/---

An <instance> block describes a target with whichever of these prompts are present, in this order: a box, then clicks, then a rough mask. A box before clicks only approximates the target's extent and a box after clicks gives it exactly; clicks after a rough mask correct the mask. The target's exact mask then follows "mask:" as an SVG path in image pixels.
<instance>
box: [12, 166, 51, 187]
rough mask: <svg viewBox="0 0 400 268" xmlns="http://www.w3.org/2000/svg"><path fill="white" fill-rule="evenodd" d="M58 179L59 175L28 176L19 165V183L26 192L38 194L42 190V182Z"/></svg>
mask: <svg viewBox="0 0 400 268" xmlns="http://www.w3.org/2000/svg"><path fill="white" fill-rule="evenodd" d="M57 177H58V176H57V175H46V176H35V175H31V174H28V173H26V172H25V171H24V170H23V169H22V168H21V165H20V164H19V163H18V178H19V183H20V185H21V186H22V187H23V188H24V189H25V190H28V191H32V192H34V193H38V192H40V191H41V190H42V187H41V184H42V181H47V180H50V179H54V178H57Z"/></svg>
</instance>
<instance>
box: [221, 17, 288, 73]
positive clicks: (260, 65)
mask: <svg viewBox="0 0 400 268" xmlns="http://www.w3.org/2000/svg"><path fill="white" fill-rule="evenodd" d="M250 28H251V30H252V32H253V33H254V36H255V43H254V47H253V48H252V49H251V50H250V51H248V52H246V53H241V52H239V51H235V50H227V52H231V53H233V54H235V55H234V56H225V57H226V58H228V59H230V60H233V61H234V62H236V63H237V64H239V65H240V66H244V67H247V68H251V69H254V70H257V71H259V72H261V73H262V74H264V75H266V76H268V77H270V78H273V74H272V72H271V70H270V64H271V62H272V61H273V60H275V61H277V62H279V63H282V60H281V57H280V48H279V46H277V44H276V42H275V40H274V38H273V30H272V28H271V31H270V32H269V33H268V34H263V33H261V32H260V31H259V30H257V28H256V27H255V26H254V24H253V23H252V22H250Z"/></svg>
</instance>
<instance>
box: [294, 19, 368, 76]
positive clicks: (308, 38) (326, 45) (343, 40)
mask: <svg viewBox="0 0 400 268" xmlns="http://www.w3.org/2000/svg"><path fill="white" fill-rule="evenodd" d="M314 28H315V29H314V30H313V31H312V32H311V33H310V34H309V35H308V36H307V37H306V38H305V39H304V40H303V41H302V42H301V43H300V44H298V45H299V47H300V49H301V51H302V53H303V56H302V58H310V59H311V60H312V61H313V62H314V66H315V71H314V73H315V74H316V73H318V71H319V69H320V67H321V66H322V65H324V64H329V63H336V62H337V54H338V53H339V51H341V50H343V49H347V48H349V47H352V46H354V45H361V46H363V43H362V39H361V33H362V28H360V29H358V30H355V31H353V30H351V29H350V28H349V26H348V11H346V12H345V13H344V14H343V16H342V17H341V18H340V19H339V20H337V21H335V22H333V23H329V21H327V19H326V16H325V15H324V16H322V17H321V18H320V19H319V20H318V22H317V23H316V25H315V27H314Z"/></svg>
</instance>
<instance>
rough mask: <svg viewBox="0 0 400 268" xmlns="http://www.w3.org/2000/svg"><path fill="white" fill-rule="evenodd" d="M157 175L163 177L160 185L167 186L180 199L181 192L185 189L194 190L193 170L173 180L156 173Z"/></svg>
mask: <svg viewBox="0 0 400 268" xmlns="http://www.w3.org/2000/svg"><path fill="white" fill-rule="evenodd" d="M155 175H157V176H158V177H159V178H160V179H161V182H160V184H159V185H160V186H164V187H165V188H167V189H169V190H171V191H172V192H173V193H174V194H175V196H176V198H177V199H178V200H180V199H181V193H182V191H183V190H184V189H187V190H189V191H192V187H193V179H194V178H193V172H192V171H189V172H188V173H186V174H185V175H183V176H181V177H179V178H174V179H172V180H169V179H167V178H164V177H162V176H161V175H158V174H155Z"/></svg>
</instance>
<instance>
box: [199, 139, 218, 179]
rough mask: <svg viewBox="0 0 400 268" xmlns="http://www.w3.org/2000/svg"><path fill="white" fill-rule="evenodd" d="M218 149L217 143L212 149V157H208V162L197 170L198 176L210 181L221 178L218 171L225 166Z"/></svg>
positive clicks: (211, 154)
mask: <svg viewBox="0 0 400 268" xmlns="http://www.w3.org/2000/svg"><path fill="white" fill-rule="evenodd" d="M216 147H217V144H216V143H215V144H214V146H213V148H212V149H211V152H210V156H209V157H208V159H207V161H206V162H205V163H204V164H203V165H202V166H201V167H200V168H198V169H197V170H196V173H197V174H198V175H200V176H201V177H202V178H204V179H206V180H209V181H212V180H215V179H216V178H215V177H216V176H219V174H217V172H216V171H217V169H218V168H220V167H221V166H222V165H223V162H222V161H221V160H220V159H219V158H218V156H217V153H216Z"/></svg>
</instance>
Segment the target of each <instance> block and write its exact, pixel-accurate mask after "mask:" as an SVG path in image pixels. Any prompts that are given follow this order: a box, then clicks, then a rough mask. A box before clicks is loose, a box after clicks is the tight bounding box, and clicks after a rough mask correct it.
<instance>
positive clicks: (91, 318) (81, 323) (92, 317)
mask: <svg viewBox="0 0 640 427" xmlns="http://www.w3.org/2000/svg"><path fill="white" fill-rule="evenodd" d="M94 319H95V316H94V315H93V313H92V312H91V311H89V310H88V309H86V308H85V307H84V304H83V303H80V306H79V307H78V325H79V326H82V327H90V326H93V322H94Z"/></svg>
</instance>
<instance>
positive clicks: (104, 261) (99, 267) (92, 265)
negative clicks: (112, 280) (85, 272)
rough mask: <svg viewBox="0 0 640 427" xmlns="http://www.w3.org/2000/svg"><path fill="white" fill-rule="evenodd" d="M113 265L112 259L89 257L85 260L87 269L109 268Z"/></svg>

\---

### Required action
Would you repeat each line above exactly as it stands?

### Result of this exercise
An <instance> block describes a target with whichever of these prompts are present, in this order: a box, then clicks, then a rough mask. A box before clicks only approximates the target's extent and a box after clicks gives it exactly; clicks after a rough mask correct the mask. The target's exact mask then follows "mask:" as an SVG path in image pixels.
<instance>
box: [12, 166, 51, 187]
rough mask: <svg viewBox="0 0 400 268" xmlns="http://www.w3.org/2000/svg"><path fill="white" fill-rule="evenodd" d="M58 179L59 175L28 176L19 165V183L26 192L38 194L42 190V182Z"/></svg>
mask: <svg viewBox="0 0 400 268" xmlns="http://www.w3.org/2000/svg"><path fill="white" fill-rule="evenodd" d="M57 177H58V176H57V175H46V176H35V175H31V174H28V173H26V172H25V171H24V170H23V169H22V168H21V165H20V164H19V163H18V178H19V183H20V185H21V186H22V187H23V188H24V189H25V190H28V191H32V192H34V193H38V192H40V191H41V190H42V187H41V184H42V181H47V180H50V179H54V178H57Z"/></svg>
</instance>
<instance>
box: [221, 17, 288, 73]
positive clicks: (260, 65)
mask: <svg viewBox="0 0 400 268" xmlns="http://www.w3.org/2000/svg"><path fill="white" fill-rule="evenodd" d="M250 28H251V30H252V32H253V33H254V36H255V43H254V47H253V48H252V49H251V50H250V51H248V52H246V53H241V52H239V51H235V50H227V52H231V53H233V54H235V55H234V56H225V57H226V58H228V59H230V60H233V61H234V62H236V63H237V64H239V65H240V66H244V67H247V68H251V69H254V70H257V71H259V72H261V73H262V74H264V75H266V76H268V77H270V78H273V74H272V72H271V70H270V64H271V62H272V61H273V60H275V61H277V62H279V63H282V60H281V57H280V48H279V46H277V44H276V42H275V40H274V38H273V30H272V28H271V31H270V32H269V33H268V34H263V33H261V32H260V31H259V30H257V28H256V27H255V26H254V24H253V23H252V22H250Z"/></svg>
</instance>
<instance>
box: [294, 19, 368, 76]
positive clicks: (308, 38) (326, 45) (343, 40)
mask: <svg viewBox="0 0 400 268" xmlns="http://www.w3.org/2000/svg"><path fill="white" fill-rule="evenodd" d="M314 28H315V29H314V30H313V31H312V32H311V33H310V34H309V35H308V36H307V37H306V38H305V39H304V40H303V41H302V42H301V43H300V44H298V45H299V47H300V49H301V51H302V53H303V56H302V58H310V59H311V60H312V61H313V62H314V66H315V71H314V73H315V74H316V73H318V71H319V69H320V67H321V66H322V65H324V64H329V63H336V62H337V54H338V53H339V51H341V50H343V49H347V48H349V47H352V46H354V45H361V46H363V43H362V39H361V33H362V28H360V29H358V30H355V31H353V30H351V29H350V28H349V26H348V11H346V12H345V13H344V14H343V16H342V17H341V18H340V19H339V20H337V21H335V22H333V23H329V21H327V19H326V16H325V15H324V16H322V17H321V18H320V19H319V20H318V22H317V23H316V25H315V27H314Z"/></svg>
</instance>
<instance>
rough mask: <svg viewBox="0 0 400 268" xmlns="http://www.w3.org/2000/svg"><path fill="white" fill-rule="evenodd" d="M157 175L163 177L160 185L167 186L180 199L181 192L185 189L194 190L193 170L173 180L156 173Z"/></svg>
mask: <svg viewBox="0 0 400 268" xmlns="http://www.w3.org/2000/svg"><path fill="white" fill-rule="evenodd" d="M155 175H157V176H158V177H159V178H160V179H161V182H160V184H159V185H160V186H164V187H165V188H167V189H169V190H171V191H172V192H173V193H174V194H175V196H176V198H177V199H178V200H180V199H181V193H182V191H183V190H184V189H187V190H189V191H192V187H193V179H194V178H193V172H192V171H189V172H188V173H186V174H185V175H183V176H181V177H179V178H174V179H172V180H169V179H167V178H164V177H162V176H161V175H158V174H155Z"/></svg>
</instance>
<instance>
box: [199, 139, 218, 179]
rough mask: <svg viewBox="0 0 400 268" xmlns="http://www.w3.org/2000/svg"><path fill="white" fill-rule="evenodd" d="M218 149L217 143L212 149V157H208V162L197 170L198 176L210 181L221 178L218 171L225 166Z"/></svg>
positive clicks: (211, 154)
mask: <svg viewBox="0 0 400 268" xmlns="http://www.w3.org/2000/svg"><path fill="white" fill-rule="evenodd" d="M216 147H217V144H216V143H215V144H214V146H213V148H212V149H211V152H210V156H209V157H208V159H207V161H206V162H205V163H204V164H203V165H202V166H201V167H200V168H198V169H197V170H196V173H197V174H198V175H200V176H201V177H202V178H204V179H206V180H209V181H212V180H215V179H216V178H215V177H216V176H219V174H217V172H216V171H217V169H218V168H220V167H221V166H222V165H223V162H222V161H221V160H220V159H219V158H218V156H217V153H216Z"/></svg>
</instance>
Segment the target of each <instance> block and write its exact, pixel-accurate mask after "mask:" as an SVG path in image pixels. Any prompts that are given follow this order: a box, then clicks, then a rough mask. A box before clicks is loose, a box after clicks is the tight bounding box, and clicks after a rough mask correct it.
<instance>
positive clicks: (91, 318) (81, 323) (92, 317)
mask: <svg viewBox="0 0 640 427" xmlns="http://www.w3.org/2000/svg"><path fill="white" fill-rule="evenodd" d="M94 319H95V316H94V315H93V313H92V312H91V311H89V310H88V309H86V308H85V307H84V304H83V303H80V306H79V307H78V325H79V326H82V327H90V326H93V322H94Z"/></svg>
</instance>
<instance>
positive clicks: (104, 261) (99, 267) (92, 265)
negative clicks: (112, 280) (85, 272)
rough mask: <svg viewBox="0 0 640 427" xmlns="http://www.w3.org/2000/svg"><path fill="white" fill-rule="evenodd" d="M113 265L112 259L89 257L85 260L87 269L109 268Z"/></svg>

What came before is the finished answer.